> **CONSIGNES**
a: Répondez aux questions suivantes sur le récit consacré à Marcos à Tanger :
(i) Quels métiers exerce Raphaël ?
(ii) En quelle année Tanger redevient-il marocain et arabe ?
(iii) Quel consulat représente le Canada ?
b: Poursuivez le récit consacré à Marcos à Tanger à partir de sa dernière phrase.

> **BLOC DE TEXTE**
::::::

Il travaille aussi, il faut bien. Il goudronne les terrasses des villas des riches étrangers. Sur un chantier il rencontre Raphaël, qui est vitrier et miroitier. Avec Raphaël, Marcos apprend à faire des miroirs, à les tailler, à les orner. À l'époque, il vivait avec Carmen, une jeune Madrilène.

En 1956, Tanger redevient marocain et arabe. Les Juifs n'y sont plus bienvenus. On les presse de partir. Même si Marcos est furieusement athée - c'est ainsi qu'il le précise, furieusement -, pour les Arabes il s'appelle Benegbi, qui est un nom juif. Se déclarer athée n'est pas une bien meilleure idée.

Pourquoi pas le Canada, où des Benegbi de Tanger se sont déjà installés à Toronto? Au consulat de Grande-Bretagne (qui représente le Canada), on lui demande ce qu'il sait faire.

Des miroirs, dit-il.

::::::

> **SECTION DES DONNÉES**
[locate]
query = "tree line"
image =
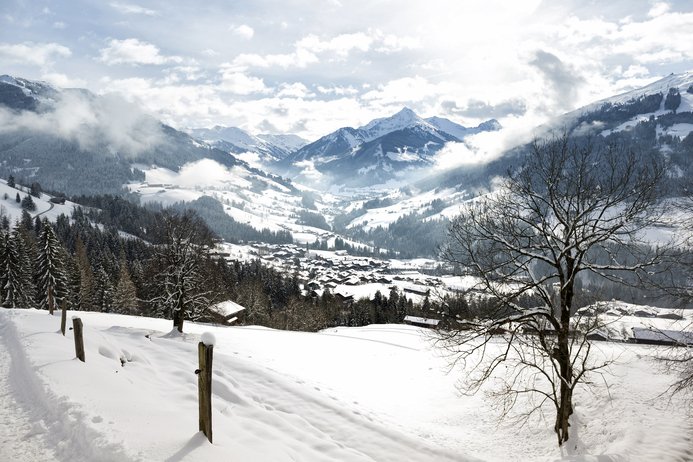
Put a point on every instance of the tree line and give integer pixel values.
(118, 257)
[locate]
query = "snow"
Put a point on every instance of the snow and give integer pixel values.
(44, 208)
(420, 320)
(227, 308)
(375, 393)
(208, 339)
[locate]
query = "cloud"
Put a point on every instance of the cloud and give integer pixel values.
(129, 8)
(93, 123)
(659, 9)
(134, 52)
(299, 58)
(337, 90)
(563, 80)
(240, 83)
(244, 31)
(483, 147)
(294, 90)
(310, 48)
(483, 110)
(37, 54)
(402, 91)
(63, 81)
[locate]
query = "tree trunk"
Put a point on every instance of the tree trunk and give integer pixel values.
(565, 410)
(178, 318)
(565, 397)
(50, 300)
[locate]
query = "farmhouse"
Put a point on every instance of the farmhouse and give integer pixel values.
(662, 337)
(421, 322)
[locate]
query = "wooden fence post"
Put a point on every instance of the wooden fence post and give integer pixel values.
(63, 317)
(79, 340)
(204, 384)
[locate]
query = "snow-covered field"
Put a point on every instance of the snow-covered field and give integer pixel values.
(376, 393)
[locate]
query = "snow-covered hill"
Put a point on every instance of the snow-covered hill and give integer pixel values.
(269, 148)
(382, 150)
(377, 393)
(12, 209)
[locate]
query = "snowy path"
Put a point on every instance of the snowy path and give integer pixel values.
(21, 439)
(372, 394)
(47, 428)
(147, 410)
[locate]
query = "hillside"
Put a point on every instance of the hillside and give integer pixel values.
(377, 393)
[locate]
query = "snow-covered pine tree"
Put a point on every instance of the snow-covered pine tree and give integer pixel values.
(86, 276)
(103, 291)
(16, 285)
(125, 297)
(50, 269)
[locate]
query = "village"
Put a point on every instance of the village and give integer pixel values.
(346, 276)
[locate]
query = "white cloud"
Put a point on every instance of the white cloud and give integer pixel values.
(403, 91)
(308, 49)
(241, 84)
(244, 31)
(129, 8)
(133, 51)
(299, 58)
(37, 54)
(294, 90)
(337, 90)
(659, 9)
(108, 120)
(63, 81)
(340, 45)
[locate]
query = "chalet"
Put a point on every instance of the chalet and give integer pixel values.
(674, 316)
(421, 322)
(662, 337)
(229, 311)
(599, 335)
(416, 291)
(344, 299)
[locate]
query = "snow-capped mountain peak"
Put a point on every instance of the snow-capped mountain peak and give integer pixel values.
(405, 118)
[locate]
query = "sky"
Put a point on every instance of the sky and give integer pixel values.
(289, 66)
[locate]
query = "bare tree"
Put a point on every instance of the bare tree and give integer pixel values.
(186, 242)
(571, 211)
(679, 358)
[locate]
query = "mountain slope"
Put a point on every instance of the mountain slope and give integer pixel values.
(270, 148)
(79, 143)
(382, 150)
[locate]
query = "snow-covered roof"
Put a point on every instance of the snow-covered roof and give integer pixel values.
(227, 308)
(419, 320)
(657, 335)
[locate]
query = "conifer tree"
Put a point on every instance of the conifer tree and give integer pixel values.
(16, 285)
(125, 297)
(86, 276)
(50, 269)
(103, 291)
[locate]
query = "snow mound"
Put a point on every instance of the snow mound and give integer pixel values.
(208, 339)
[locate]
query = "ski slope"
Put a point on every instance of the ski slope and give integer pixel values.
(376, 393)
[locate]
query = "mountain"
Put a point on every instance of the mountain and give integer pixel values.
(76, 142)
(382, 150)
(270, 148)
(657, 117)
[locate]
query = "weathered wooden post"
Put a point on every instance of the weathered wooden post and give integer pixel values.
(205, 350)
(79, 340)
(63, 317)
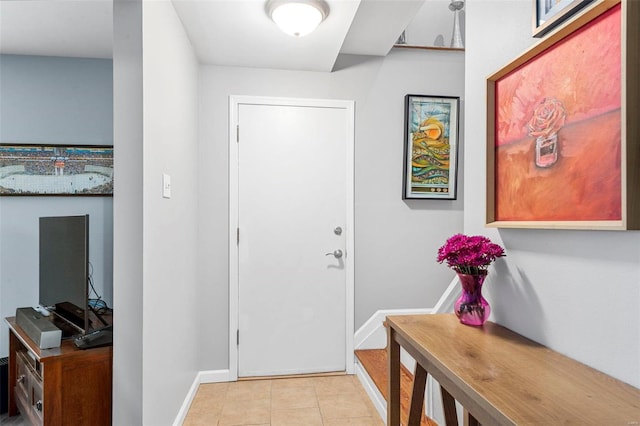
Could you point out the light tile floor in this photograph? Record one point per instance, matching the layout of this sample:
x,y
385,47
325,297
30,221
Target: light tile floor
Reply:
x,y
307,401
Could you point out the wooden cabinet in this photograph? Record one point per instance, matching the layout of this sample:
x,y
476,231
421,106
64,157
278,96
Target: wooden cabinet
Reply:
x,y
60,386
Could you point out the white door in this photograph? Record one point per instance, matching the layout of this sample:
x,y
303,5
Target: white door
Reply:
x,y
294,195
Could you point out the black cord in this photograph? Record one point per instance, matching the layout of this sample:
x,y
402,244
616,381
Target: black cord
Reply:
x,y
99,305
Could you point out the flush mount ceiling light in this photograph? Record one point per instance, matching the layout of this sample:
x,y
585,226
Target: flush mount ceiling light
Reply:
x,y
297,17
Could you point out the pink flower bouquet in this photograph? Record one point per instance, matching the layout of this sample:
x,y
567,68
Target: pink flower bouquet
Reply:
x,y
469,255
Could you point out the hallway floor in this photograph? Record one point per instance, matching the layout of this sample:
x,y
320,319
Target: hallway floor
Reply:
x,y
306,401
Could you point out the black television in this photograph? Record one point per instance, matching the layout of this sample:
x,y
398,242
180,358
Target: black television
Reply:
x,y
64,272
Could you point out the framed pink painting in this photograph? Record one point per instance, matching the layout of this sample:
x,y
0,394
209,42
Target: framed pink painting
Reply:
x,y
563,140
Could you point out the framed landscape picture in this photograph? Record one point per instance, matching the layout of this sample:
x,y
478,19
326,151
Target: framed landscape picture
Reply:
x,y
562,145
430,147
56,170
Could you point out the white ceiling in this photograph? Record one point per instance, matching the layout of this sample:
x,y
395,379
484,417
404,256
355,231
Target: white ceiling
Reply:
x,y
223,32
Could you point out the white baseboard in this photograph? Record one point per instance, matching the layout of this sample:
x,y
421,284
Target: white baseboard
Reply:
x,y
212,376
373,335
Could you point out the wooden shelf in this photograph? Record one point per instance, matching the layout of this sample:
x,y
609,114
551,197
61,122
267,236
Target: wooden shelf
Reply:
x,y
414,46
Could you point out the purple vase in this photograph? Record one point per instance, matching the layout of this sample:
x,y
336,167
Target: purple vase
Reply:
x,y
471,308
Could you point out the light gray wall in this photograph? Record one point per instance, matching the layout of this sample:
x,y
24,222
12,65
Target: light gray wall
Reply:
x,y
395,240
60,101
155,241
575,291
172,300
127,213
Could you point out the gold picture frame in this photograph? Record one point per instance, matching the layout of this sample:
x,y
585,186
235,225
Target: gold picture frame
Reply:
x,y
556,86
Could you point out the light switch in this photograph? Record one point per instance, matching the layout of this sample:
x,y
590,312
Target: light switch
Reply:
x,y
166,185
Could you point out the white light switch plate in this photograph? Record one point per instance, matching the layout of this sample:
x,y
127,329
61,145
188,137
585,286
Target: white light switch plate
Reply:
x,y
166,185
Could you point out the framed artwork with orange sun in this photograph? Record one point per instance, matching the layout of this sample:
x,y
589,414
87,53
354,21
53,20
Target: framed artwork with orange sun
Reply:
x,y
430,147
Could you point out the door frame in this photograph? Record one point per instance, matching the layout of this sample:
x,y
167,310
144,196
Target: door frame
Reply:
x,y
349,109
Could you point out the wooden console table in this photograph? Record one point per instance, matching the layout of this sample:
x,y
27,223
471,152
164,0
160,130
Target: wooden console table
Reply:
x,y
60,386
501,377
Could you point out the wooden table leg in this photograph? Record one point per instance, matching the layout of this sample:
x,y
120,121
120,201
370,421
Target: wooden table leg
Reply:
x,y
449,407
393,404
14,343
417,396
470,420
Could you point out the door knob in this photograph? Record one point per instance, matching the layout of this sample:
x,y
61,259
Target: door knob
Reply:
x,y
336,253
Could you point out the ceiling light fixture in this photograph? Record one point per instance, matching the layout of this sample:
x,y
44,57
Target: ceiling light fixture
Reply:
x,y
297,17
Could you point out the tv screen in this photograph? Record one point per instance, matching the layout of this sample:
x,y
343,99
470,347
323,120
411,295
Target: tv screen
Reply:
x,y
64,268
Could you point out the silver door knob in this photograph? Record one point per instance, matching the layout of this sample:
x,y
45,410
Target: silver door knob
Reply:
x,y
336,253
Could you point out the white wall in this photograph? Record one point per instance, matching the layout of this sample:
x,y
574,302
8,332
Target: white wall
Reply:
x,y
575,291
156,287
127,213
395,240
171,290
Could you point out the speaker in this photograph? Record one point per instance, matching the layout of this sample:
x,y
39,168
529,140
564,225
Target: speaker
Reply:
x,y
42,331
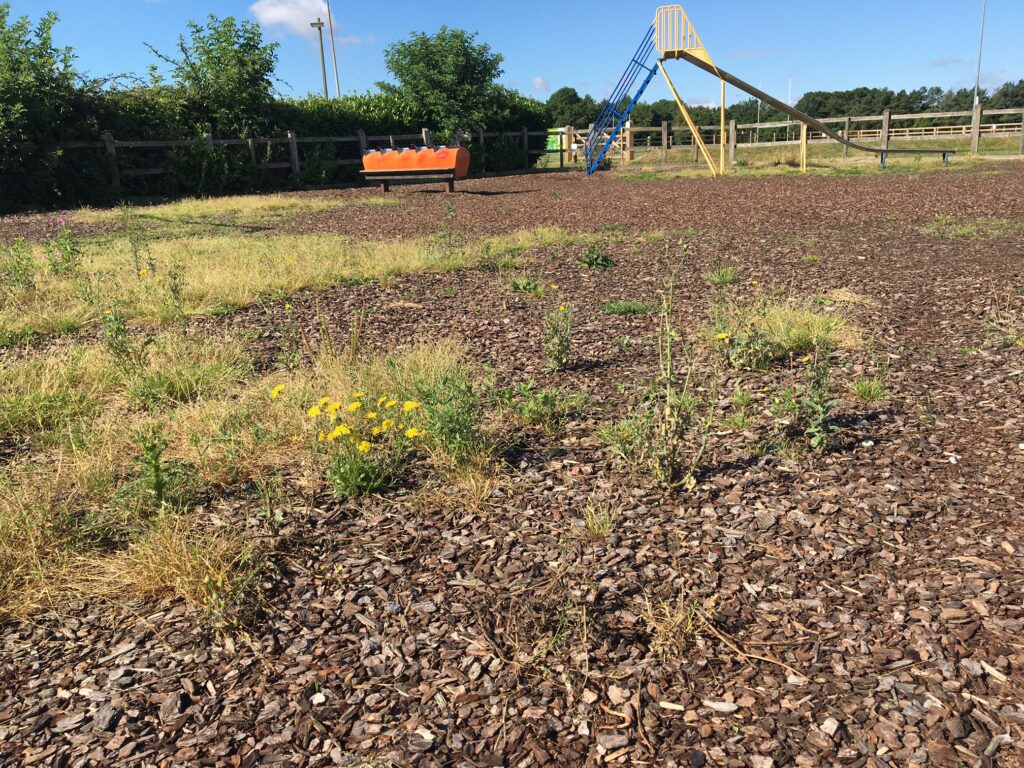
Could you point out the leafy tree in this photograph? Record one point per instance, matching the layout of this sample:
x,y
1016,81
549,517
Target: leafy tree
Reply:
x,y
446,80
38,92
224,72
568,108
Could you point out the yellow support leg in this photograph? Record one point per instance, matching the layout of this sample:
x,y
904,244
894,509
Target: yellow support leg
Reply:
x,y
721,146
689,122
803,147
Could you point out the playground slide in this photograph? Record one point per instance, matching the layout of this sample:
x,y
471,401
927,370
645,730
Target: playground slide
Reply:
x,y
793,113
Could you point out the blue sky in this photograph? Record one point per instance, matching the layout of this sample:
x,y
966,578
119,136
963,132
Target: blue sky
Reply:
x,y
819,44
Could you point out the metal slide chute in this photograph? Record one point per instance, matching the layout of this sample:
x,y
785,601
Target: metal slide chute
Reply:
x,y
673,36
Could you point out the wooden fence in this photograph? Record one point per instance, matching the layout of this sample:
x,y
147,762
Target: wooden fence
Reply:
x,y
115,148
641,138
567,142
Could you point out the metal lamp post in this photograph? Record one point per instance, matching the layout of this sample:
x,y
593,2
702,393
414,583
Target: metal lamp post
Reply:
x,y
981,46
318,26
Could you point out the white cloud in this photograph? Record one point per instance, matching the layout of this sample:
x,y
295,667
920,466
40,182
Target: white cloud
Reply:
x,y
291,15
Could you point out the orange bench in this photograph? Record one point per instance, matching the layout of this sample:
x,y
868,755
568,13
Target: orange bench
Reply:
x,y
414,166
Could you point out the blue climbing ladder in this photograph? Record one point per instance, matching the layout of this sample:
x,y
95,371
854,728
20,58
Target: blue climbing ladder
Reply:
x,y
616,110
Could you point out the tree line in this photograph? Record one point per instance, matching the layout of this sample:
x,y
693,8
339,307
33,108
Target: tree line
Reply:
x,y
219,81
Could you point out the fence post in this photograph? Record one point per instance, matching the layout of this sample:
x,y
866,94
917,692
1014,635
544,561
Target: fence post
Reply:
x,y
293,152
976,129
732,142
112,161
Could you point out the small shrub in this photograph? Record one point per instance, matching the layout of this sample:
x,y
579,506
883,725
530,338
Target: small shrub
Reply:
x,y
721,276
756,335
598,519
454,413
627,306
129,353
558,338
596,257
64,252
805,410
17,268
868,389
527,285
547,408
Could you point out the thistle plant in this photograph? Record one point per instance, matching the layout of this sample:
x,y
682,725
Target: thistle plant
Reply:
x,y
558,338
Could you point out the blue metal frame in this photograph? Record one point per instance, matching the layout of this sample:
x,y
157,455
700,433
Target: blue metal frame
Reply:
x,y
608,113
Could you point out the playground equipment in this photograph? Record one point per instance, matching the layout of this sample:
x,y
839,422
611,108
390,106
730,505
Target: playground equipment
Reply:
x,y
673,36
416,165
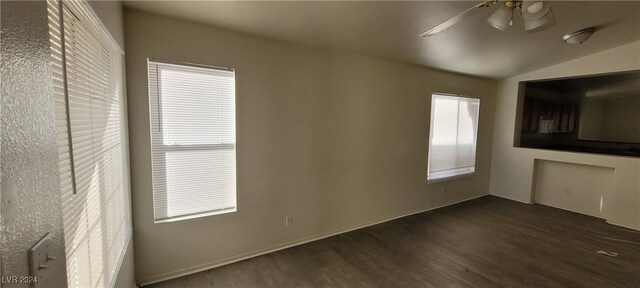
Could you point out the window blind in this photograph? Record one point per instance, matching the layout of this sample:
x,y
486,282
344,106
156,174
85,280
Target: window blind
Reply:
x,y
453,135
87,78
192,114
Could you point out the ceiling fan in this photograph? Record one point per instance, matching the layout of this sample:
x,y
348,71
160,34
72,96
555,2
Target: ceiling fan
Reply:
x,y
537,16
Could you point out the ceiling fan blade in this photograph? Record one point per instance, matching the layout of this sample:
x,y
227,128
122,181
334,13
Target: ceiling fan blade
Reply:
x,y
446,24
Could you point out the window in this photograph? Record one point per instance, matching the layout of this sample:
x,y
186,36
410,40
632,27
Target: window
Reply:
x,y
452,137
193,140
88,93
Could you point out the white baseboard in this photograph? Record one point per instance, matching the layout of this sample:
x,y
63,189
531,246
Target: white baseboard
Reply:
x,y
625,225
210,265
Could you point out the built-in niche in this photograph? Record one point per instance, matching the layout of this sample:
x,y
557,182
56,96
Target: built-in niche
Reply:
x,y
591,114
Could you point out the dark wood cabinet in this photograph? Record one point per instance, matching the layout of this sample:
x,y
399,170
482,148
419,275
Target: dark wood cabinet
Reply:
x,y
543,116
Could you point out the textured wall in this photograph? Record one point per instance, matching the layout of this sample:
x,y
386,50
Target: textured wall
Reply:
x,y
29,156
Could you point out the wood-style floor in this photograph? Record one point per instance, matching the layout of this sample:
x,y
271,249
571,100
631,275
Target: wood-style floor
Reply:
x,y
486,242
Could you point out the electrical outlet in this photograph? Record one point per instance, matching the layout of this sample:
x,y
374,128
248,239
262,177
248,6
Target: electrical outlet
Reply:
x,y
40,260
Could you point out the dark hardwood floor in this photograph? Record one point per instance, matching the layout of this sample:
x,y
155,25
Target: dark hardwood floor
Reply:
x,y
486,242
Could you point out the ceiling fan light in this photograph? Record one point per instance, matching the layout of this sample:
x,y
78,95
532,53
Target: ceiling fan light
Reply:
x,y
532,10
501,18
578,37
541,23
535,7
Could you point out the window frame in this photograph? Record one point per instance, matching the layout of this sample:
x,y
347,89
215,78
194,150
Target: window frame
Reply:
x,y
429,150
164,148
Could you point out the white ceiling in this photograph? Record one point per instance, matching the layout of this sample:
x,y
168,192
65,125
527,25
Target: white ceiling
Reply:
x,y
390,30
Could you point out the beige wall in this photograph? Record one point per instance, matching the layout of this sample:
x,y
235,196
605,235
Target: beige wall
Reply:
x,y
512,172
110,13
336,140
29,150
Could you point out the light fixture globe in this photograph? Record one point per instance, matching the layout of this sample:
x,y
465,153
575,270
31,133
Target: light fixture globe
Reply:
x,y
541,23
501,18
579,36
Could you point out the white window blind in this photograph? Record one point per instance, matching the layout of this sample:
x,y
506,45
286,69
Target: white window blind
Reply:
x,y
192,111
87,77
453,134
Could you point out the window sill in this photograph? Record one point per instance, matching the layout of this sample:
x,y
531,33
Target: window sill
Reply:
x,y
450,178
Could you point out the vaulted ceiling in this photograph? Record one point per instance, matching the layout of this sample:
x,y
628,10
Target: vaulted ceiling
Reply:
x,y
390,30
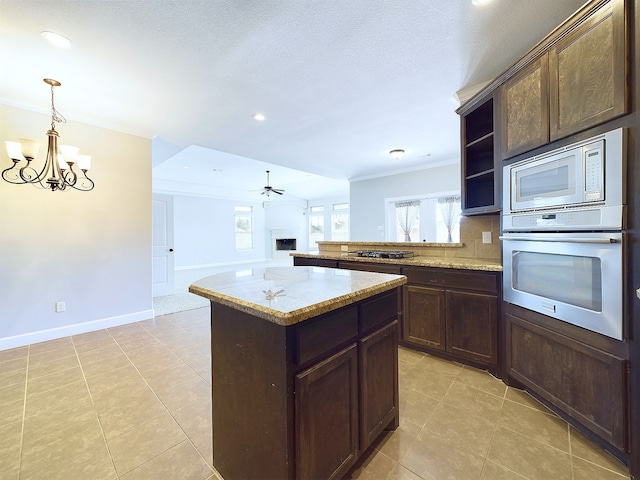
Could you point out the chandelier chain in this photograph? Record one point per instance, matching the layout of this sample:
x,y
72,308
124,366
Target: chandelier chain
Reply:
x,y
55,115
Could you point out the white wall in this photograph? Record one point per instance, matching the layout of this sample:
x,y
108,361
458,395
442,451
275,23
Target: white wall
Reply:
x,y
204,233
367,206
91,250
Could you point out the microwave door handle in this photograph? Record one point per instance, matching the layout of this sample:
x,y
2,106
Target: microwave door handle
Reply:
x,y
563,240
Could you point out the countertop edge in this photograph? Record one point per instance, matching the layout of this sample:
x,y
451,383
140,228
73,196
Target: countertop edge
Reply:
x,y
297,316
418,261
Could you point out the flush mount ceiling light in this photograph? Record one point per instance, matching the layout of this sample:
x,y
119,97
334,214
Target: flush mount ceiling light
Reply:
x,y
397,153
56,39
57,172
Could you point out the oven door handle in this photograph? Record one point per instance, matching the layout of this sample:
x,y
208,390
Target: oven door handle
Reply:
x,y
565,239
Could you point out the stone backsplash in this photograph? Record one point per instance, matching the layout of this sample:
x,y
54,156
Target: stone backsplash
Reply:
x,y
470,246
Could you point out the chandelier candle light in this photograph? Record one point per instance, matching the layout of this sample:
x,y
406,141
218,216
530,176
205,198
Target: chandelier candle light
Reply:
x,y
57,172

::::::

> **RÉPONSES NUMÉROTÉES**
a:
(i) Il est vitrier et miroitier.
(ii) En 1956.
(iii) Le consulat de Grande-Bretagne.

b:
Il se trouve que la miroiterie Walker Glass de Ville d'Anjou - où elle est toujours en activité sur le boulevard Ray-Lawson - cherche désespérément des miroitiers.

Marcos y sera nommé contremaître dans les premières semaines qui suivent son arrivée à Montréal. Il a 32 ans, il restera chez Walker Glass et à Ville d'Anjou jusqu'à sa retraite à 60 ans.

Carmen? Il était entendu qu'elle allait le suivre. Deux ans plus tard, le ministère de l'Immigration lui refusant toujours son visa, elle se suicide.

Marcos épousera Colette, prof de piano, dont il aura une fille victime de la thalidomide. Après son divorce, il épouse Thérèse dont il a un fils. Il vit toujours à Anjou dans un triplex dont il loue le premier étage à Colette, son ex.

Marcos Benegbi a aujourd'hui 85 ans. À 81 ans, il a écrit un livre. Pour raconter tout ça? Hélas, non. Un mauvais livre. Qu'est-ce qu'un mauvais livre? C'est un livre qu'on écrit parce qu'on a absolument quelque chose à dire (au lieu d'avoir absolument quelque chose à écrire, je vous expliquerai une autre fois). Pour son livre, Marcos a inventé une histoire de Juifs qui se refont une terre promise, dans une île artificielle, une terre dont jamais personne ne pourra dire: j'étais là avant.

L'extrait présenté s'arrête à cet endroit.